>> Begin Records shown

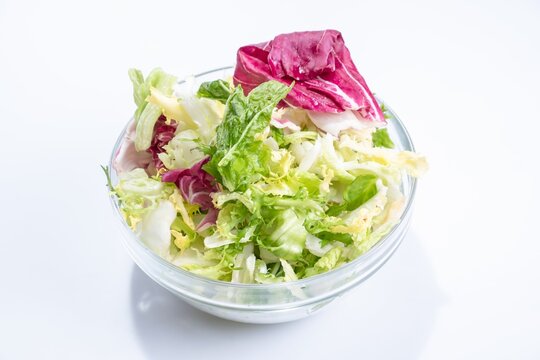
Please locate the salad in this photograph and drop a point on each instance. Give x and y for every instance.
(284, 171)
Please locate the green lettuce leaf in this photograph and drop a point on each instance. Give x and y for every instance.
(138, 193)
(219, 90)
(240, 157)
(381, 138)
(329, 261)
(283, 234)
(147, 114)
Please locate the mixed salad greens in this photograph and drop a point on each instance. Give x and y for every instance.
(283, 172)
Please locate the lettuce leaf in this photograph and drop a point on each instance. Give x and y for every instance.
(240, 158)
(219, 90)
(147, 113)
(381, 138)
(138, 194)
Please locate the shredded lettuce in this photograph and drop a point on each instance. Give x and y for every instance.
(283, 193)
(147, 113)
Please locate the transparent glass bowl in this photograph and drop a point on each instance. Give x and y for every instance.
(269, 303)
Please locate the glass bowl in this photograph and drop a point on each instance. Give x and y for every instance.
(268, 303)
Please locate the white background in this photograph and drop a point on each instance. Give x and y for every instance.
(463, 75)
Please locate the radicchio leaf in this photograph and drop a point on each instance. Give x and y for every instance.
(326, 79)
(163, 133)
(196, 185)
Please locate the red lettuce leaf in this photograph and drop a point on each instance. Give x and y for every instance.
(326, 79)
(196, 185)
(163, 133)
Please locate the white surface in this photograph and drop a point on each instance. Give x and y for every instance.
(462, 75)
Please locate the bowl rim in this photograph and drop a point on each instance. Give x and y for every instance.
(343, 269)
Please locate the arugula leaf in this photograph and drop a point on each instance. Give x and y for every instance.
(363, 188)
(219, 90)
(240, 158)
(381, 138)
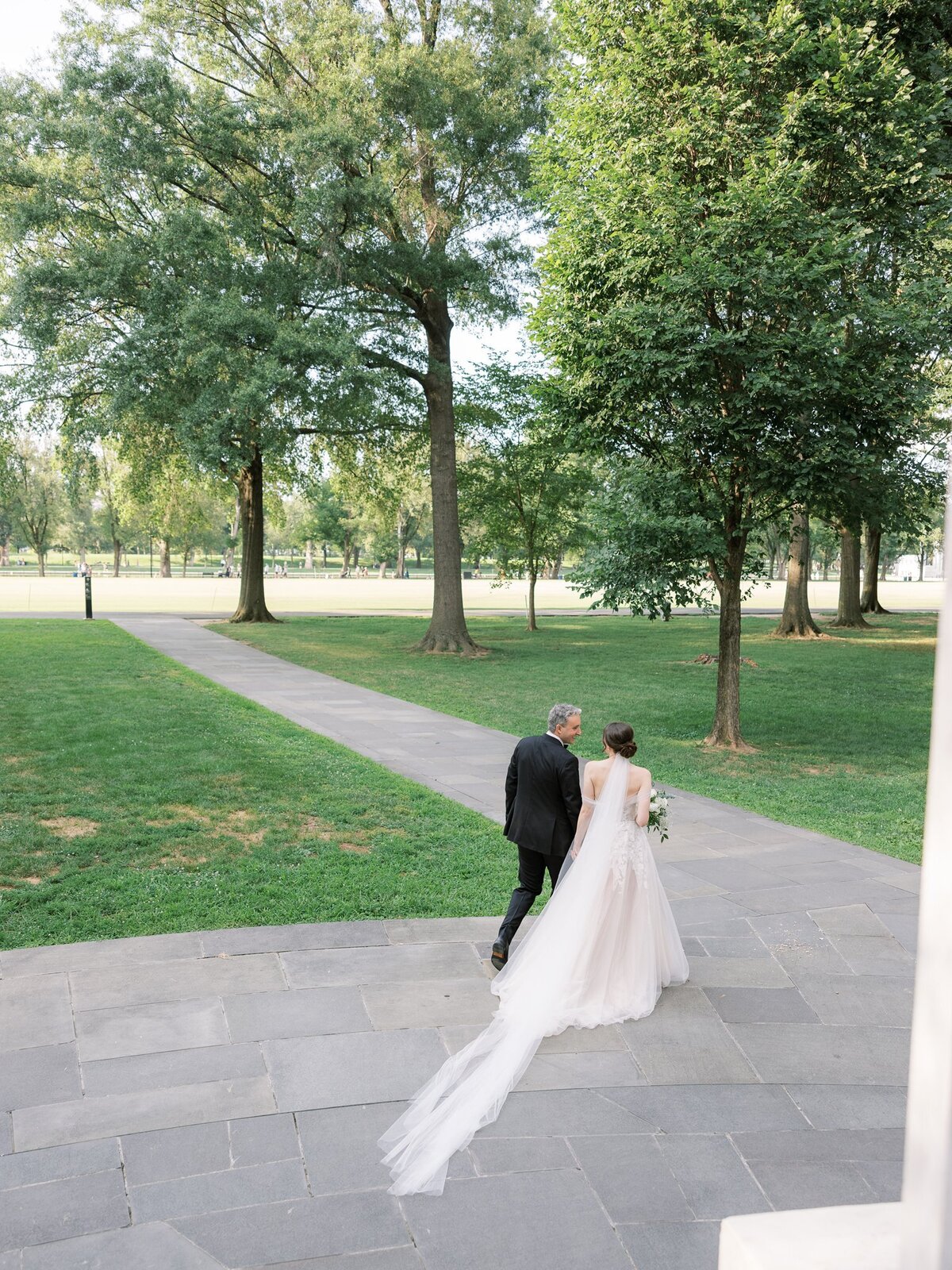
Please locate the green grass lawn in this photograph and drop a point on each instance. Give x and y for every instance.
(137, 797)
(841, 724)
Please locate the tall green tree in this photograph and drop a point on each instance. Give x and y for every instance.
(378, 152)
(37, 498)
(735, 188)
(520, 484)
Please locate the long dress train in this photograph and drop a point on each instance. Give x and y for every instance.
(602, 950)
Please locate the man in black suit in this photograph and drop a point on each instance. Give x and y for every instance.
(543, 804)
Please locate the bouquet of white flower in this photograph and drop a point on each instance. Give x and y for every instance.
(658, 813)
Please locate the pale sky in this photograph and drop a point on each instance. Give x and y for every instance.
(29, 31)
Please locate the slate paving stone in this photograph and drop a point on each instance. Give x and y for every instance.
(712, 1176)
(520, 1155)
(386, 1259)
(292, 1231)
(799, 944)
(99, 954)
(587, 1071)
(736, 972)
(168, 1153)
(520, 1219)
(429, 1003)
(404, 964)
(164, 1026)
(440, 930)
(820, 1146)
(60, 1210)
(144, 1072)
(211, 1193)
(286, 939)
(363, 1067)
(177, 981)
(262, 1140)
(884, 1178)
(631, 1178)
(689, 914)
(672, 1245)
(48, 1073)
(137, 1248)
(300, 1013)
(556, 1113)
(869, 956)
(733, 945)
(711, 1108)
(857, 1000)
(795, 1184)
(904, 929)
(55, 1164)
(342, 1153)
(127, 1113)
(848, 920)
(761, 1005)
(685, 1041)
(35, 1010)
(806, 1053)
(734, 874)
(850, 1106)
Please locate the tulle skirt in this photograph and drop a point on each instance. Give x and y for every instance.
(602, 952)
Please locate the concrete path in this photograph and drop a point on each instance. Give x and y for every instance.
(213, 1100)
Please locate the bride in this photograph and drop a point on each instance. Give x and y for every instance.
(602, 950)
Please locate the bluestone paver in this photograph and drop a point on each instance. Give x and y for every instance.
(226, 1089)
(155, 1246)
(290, 1231)
(550, 1219)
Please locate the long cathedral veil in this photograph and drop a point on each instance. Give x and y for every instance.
(541, 991)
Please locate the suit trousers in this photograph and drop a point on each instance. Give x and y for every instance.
(532, 876)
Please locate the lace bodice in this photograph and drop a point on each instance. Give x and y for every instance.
(628, 844)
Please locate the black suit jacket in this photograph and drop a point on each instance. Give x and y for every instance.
(543, 795)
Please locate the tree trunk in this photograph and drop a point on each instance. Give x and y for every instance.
(725, 732)
(848, 611)
(869, 600)
(447, 630)
(797, 620)
(346, 562)
(251, 606)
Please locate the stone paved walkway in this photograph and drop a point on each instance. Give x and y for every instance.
(213, 1100)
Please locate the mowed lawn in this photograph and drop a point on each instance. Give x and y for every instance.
(137, 798)
(841, 725)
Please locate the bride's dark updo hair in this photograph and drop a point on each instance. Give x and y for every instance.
(620, 737)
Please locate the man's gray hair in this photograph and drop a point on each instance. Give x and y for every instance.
(562, 714)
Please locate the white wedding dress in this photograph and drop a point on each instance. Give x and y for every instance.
(602, 950)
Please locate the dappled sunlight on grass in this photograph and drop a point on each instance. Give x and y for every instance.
(841, 725)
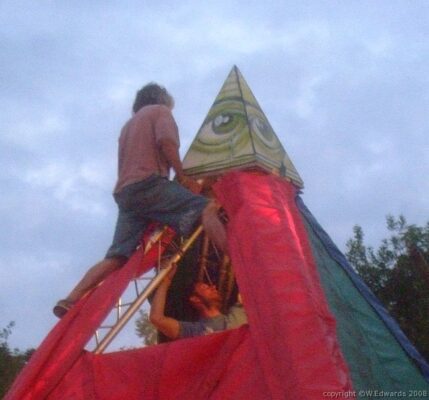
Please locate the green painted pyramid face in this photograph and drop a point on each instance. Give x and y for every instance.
(237, 135)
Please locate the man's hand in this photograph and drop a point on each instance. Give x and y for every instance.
(190, 184)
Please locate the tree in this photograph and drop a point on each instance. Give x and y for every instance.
(398, 274)
(11, 361)
(145, 329)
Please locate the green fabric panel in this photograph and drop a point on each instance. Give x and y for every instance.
(375, 358)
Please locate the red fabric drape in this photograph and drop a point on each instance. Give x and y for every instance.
(292, 328)
(288, 351)
(65, 343)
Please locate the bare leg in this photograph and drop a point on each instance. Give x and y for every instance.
(94, 276)
(214, 227)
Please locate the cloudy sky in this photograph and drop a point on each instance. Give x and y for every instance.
(344, 84)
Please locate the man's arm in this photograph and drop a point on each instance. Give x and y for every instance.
(167, 136)
(168, 326)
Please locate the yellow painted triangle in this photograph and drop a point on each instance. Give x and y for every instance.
(236, 134)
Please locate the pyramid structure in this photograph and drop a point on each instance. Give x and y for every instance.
(315, 330)
(236, 134)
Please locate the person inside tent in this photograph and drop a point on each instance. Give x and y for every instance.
(204, 298)
(148, 149)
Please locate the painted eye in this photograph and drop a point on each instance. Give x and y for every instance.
(220, 120)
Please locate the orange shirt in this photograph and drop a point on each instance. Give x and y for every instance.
(140, 153)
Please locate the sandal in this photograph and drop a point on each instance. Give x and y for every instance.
(62, 307)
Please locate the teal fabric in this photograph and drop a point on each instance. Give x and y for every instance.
(375, 358)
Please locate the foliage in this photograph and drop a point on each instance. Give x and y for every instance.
(11, 361)
(398, 274)
(145, 329)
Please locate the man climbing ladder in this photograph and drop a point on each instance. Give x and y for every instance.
(148, 148)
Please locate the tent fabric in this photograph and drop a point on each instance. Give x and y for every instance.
(368, 334)
(218, 366)
(65, 343)
(288, 351)
(291, 326)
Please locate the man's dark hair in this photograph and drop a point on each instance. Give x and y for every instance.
(152, 93)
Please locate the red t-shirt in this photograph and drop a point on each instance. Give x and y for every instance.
(139, 153)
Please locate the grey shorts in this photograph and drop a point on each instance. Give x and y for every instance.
(153, 199)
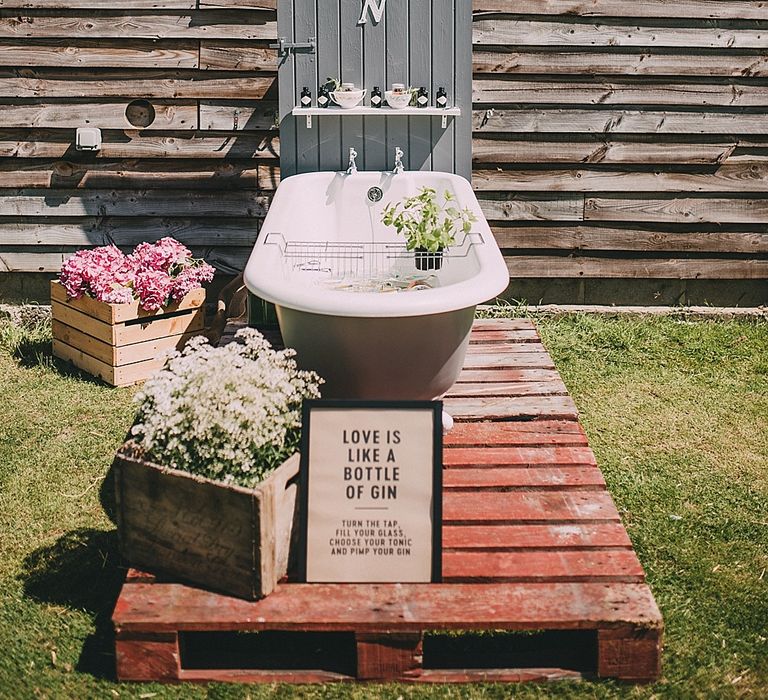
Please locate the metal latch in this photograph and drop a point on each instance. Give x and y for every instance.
(284, 46)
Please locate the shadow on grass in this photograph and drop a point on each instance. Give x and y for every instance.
(82, 571)
(30, 353)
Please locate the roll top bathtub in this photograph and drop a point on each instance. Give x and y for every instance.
(348, 295)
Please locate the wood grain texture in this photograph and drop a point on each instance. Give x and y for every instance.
(631, 268)
(66, 83)
(693, 9)
(94, 53)
(504, 30)
(582, 62)
(136, 174)
(115, 24)
(175, 114)
(597, 237)
(57, 143)
(610, 121)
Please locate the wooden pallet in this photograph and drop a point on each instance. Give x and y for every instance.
(531, 542)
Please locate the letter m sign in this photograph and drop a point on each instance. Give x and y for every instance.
(376, 8)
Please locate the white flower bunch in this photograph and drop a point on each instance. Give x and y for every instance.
(229, 413)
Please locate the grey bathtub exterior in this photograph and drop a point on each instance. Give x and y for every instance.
(385, 358)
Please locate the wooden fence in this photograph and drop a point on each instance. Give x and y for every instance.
(614, 140)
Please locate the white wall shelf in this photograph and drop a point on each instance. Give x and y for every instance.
(310, 112)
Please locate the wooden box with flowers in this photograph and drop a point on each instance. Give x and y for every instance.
(115, 316)
(206, 486)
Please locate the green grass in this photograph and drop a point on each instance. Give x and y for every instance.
(677, 413)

>> End Records shown

▶ _What to do_: Extract, verbatim, the lines from the one containing "Please locate the white flower" through the last line of the listing above.

▶ _Exercise response_:
Please locate the white flower bunch in this photograph and drop a point on each instance. Give x and y for every instance.
(229, 413)
Please locate the grey bathtub exterior in this photograph and drop a point on each instance. Give x and y for every instance.
(385, 358)
Please locate the wooden fence in this photograph and drop a point on each instance. Give x and y for every instance.
(614, 140)
Please locate the white wall shelf in this photograph and drop a point on each instance. Give x and y for every instance.
(310, 112)
Please locate the wooden box with flowers in this photograph and drop a point on each instance. Give x and y for every instance.
(115, 316)
(206, 486)
Please locate the green grass in this photograph and drop a point on each instance. Give x and y for every instance.
(677, 413)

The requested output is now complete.